---- DATA
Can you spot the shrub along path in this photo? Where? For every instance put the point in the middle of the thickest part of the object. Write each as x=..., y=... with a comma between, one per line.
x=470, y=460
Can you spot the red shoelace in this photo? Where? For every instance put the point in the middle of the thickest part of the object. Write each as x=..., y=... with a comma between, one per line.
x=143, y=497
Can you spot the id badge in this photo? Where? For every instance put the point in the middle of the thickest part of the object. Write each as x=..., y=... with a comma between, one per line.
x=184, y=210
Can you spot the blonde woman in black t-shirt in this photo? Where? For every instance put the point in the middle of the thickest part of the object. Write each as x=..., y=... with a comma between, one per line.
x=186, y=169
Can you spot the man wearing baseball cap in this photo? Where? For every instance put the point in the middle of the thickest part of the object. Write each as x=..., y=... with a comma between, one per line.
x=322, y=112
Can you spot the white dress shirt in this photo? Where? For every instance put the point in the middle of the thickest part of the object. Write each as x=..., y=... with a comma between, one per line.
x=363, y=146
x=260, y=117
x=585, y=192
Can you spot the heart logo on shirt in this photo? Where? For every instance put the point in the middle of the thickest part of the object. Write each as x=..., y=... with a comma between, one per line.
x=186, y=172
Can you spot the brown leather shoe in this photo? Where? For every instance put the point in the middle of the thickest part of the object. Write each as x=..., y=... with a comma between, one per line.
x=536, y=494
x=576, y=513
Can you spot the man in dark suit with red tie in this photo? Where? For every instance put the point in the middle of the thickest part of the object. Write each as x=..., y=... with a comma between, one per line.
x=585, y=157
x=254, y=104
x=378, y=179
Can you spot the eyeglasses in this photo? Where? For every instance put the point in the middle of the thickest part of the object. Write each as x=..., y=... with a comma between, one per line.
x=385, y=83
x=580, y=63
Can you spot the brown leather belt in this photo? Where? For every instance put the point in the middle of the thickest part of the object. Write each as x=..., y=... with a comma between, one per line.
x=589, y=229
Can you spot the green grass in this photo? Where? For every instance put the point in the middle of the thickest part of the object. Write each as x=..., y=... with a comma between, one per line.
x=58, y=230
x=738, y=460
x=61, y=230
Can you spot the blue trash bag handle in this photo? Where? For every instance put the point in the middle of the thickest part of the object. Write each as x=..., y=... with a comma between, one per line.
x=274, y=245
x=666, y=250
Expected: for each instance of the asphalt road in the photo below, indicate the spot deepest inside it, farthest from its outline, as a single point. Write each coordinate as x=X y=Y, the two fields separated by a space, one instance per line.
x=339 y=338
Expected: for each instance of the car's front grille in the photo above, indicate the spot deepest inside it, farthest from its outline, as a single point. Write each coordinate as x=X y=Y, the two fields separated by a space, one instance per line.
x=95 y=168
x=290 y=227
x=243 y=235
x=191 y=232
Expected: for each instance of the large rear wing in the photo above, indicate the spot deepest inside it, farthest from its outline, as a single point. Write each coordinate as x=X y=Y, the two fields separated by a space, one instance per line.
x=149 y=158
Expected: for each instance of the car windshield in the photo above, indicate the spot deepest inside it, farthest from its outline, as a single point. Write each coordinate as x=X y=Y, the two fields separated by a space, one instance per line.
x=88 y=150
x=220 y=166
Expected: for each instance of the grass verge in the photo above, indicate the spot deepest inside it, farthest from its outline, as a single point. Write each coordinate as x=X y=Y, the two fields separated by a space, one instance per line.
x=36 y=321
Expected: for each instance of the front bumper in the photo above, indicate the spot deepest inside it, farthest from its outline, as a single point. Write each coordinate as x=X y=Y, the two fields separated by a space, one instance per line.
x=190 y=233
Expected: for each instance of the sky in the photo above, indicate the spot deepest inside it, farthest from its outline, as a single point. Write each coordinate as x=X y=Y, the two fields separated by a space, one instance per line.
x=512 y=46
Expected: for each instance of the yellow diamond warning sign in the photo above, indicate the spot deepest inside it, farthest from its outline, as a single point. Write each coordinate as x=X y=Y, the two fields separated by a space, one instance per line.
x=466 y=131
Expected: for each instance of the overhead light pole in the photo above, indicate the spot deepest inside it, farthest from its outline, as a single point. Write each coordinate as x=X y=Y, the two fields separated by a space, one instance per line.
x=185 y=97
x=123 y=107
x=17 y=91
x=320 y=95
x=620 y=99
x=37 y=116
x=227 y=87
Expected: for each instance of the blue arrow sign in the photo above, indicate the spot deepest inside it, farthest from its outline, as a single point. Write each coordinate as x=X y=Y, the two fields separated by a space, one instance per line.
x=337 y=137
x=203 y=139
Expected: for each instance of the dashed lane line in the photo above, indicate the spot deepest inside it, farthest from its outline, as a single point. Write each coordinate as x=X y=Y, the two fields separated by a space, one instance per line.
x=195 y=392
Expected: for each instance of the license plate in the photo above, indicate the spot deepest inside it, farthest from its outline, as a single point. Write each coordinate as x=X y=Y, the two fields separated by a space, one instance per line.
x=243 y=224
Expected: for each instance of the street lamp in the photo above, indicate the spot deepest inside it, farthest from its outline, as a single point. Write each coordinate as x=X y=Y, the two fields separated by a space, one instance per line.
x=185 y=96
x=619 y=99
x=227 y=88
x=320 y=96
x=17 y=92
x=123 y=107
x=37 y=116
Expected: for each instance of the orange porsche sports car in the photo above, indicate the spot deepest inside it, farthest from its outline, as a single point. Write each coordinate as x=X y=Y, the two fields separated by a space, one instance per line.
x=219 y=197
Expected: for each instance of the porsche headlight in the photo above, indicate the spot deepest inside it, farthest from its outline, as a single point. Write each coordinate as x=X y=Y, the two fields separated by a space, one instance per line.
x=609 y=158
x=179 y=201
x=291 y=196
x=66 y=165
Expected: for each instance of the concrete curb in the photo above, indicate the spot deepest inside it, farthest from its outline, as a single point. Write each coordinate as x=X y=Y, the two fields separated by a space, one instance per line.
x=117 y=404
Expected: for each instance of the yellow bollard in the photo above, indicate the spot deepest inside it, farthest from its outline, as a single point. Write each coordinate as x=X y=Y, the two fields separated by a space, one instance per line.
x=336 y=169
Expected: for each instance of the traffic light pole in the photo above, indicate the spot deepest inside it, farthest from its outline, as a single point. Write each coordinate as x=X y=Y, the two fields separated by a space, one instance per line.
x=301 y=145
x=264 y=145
--------
### [WHAT THE TASK ASKS]
Transcribe all of the material exactly as it was written.

### [EXERCISE SOLUTION]
Can you spot the shrub along path in this photo? Where? For every instance put the point in the middle of the thickest part of the object. Write each as x=..., y=... with a comma between, one per line.
x=470, y=460
Can you spot the red shoelace in this photo? Where? For every instance put the point in the middle of the thickest part of the object. Write each as x=..., y=... with a comma between, one per line.
x=143, y=497
Can you spot the id badge in this photo? Where? For every instance put the point in the middle of the thickest part of the object. Write each as x=..., y=... with a comma between, one per line.
x=184, y=210
Can you spot the blonde woman in black t-shirt in this photo? Where? For every instance put the point in the middle of the thickest part of the object. Write each as x=..., y=... with a comma between, one per line.
x=186, y=169
Can you spot the man wearing baseball cap in this photo? Where? For every instance put the point in the middle of the thickest part of the object. Write each as x=..., y=... with a comma between, one per line.
x=322, y=112
Can you spot the white dress shirt in this photo? Where? For every instance put the point in the middle of the thickest part of the object. Write each as x=..., y=... with a comma between, one per line.
x=363, y=146
x=260, y=117
x=585, y=192
Can you spot the heart logo on shirt in this photo? Where? For every instance put the point in the middle of the thickest part of the object. Write each as x=..., y=... with a comma between, one per line.
x=186, y=172
Can you spot the brown leather shoe in this photo? Where? For every instance put the point in the middle of the thickest part of the object. Write each as x=..., y=... with a comma between, one per line.
x=536, y=494
x=576, y=513
Can you spot the man in dark suit with red tie in this photo? Where? For every instance put the point in the middle of the thickest part of the object. Write each as x=..., y=... with a comma between, one per line.
x=585, y=157
x=254, y=104
x=378, y=179
Can you spot the eyeglasses in this photo? Where? For every instance put the point in the middle of the thickest part of the object. Write each as x=..., y=... with a comma between, one per line.
x=385, y=83
x=580, y=63
Can you spot the brown leather belt in this photo? Where? For every instance put the point in the middle of the thickest part of the object. Write each as x=..., y=... with a comma between, one per line.
x=589, y=229
Can you spot the green grass in this photo? Where? For every instance put the point in the middle of the thickest part of the object. Write each as x=..., y=... with a comma between, one per line.
x=58, y=230
x=738, y=460
x=61, y=230
Can you spot the blue trash bag handle in this photo? Where? For every instance put the point in the middle of the thickest part of the object. Write each as x=..., y=... with a comma between, one per line.
x=274, y=245
x=666, y=250
Expected: for each instance of the asphalt road in the photo below, indicate the spot deepest inside it, farthest from its outline, as a single point. Write each coordinate as x=X y=Y, the two fields separated by a space, one instance per line.
x=339 y=338
Expected: for each instance of the car's front grille in the photo above, indicate the spot deepest inside it, farthest from its outline, as a single point. Write each coordinate as x=X y=Y, the two fields separated by a space, one instance per line.
x=95 y=168
x=290 y=227
x=243 y=235
x=191 y=232
Expected: for each instance of the large rear wing in the photo above, indicate the spot deepest inside it, farthest from its outline, as a single point. Write each coordinate as x=X y=Y, the two fields separated by a space, one instance per line.
x=149 y=158
Expected: for each instance of the car windshield in the photo above, indicate the spot deepest inside it, farthest from its outline, as a single point. Write each coordinate as x=X y=Y, the two fields separated by a space, one instance per line.
x=88 y=150
x=220 y=166
Expected: for each instance of the grass verge in the photo above, indicate the spot deepest inside it, farthest from its outline, as a single point. Write each coordinate as x=X y=Y, the two fields separated by a space, one instance per line.
x=36 y=321
Expected: for each instance of the front bumper in the photo above, indicate the spot deepest inside it, farthest from its outline, as a single point. Write each coordinate as x=X y=Y, the two fields separated by a space, one instance per line.
x=190 y=233
Expected: for each instance of the sky in the photo above, indicate the spot deepest inside it, farthest from its outline, as a single point. Write each coordinate as x=X y=Y, the two fields separated by a space, one instance per line.
x=512 y=46
Expected: for each instance of the yellow diamond warning sign in the photo above, indicate the spot deepest inside it, farthest from its outline, as a single point. Write each coordinate as x=X y=Y, the two fields separated by a space, one instance per line.
x=466 y=131
Expected: for each instance of the overhead light pole in the photo above, indicate the spot deepest inside it, farthest from its outline, as a single point. Write each coordinate as x=X y=Y, the two fields separated by a space, one instance per line.
x=185 y=97
x=123 y=107
x=17 y=91
x=320 y=95
x=620 y=99
x=37 y=116
x=227 y=87
Expected: for each instance of the blue arrow sign in the photo above, indicate the spot deepest inside it, farthest from its outline, as a single point. Write each coordinate as x=X y=Y, the two fields separated by a space, one instance per line.
x=337 y=137
x=203 y=139
Expected: for each instance of the dashed lane line in the photo above, indicate the spot deepest inside it, farthest from its outline, as a single point. Write each coordinate as x=X y=Y, the two fields separated by a space, one instance per line.
x=195 y=392
Expected: for each instance of the license plate in the photo above, indicate the spot deepest inside it, farthest from its outline, as a single point. Write each coordinate as x=X y=Y, the two fields separated by a space, one instance per line.
x=243 y=224
Expected: for each instance of the street lamp in the photo above, indicate the spot deepest inside it, farthest from its outline, as a single point. Write each coordinate as x=X y=Y, the two fields separated by a space, one instance per line.
x=185 y=96
x=619 y=99
x=227 y=88
x=320 y=96
x=17 y=92
x=123 y=107
x=37 y=116
Expected: for each instance of the orange porsche sports car in the photo above, indicate the spot deepest inside it, farthest from its outline, as a single point. Write each coordinate as x=X y=Y, the two fields separated by a space, one instance per line.
x=219 y=197
Expected: for each instance of the porsche headlight in the photo above, indicate the spot deepest inside it, farthest from its outline, as a single point. Write each coordinate as x=X y=Y, the two fields separated by a space, one instance per line.
x=609 y=158
x=179 y=201
x=291 y=196
x=66 y=165
Expected: for each instance of the concrete curb in the photo above, indicate the spot deepest inside it, farthest from its outline, as a single point. Write each coordinate as x=X y=Y, the two fields separated by a space, one instance per line.
x=117 y=404
Expected: for each instance of the yellow bollard in the photo above, indicate the spot deepest inside it, farthest from its outline, as a single point. Write each coordinate as x=X y=Y, the two fields separated by a space, one instance per line.
x=336 y=169
Expected: for each instance of the traffic light pole in the photo above, indicate the spot deepest inside it, farthest from its outline, as a single point. Write each coordinate as x=X y=Y, the two fields separated by a space, one instance per line.
x=301 y=145
x=264 y=145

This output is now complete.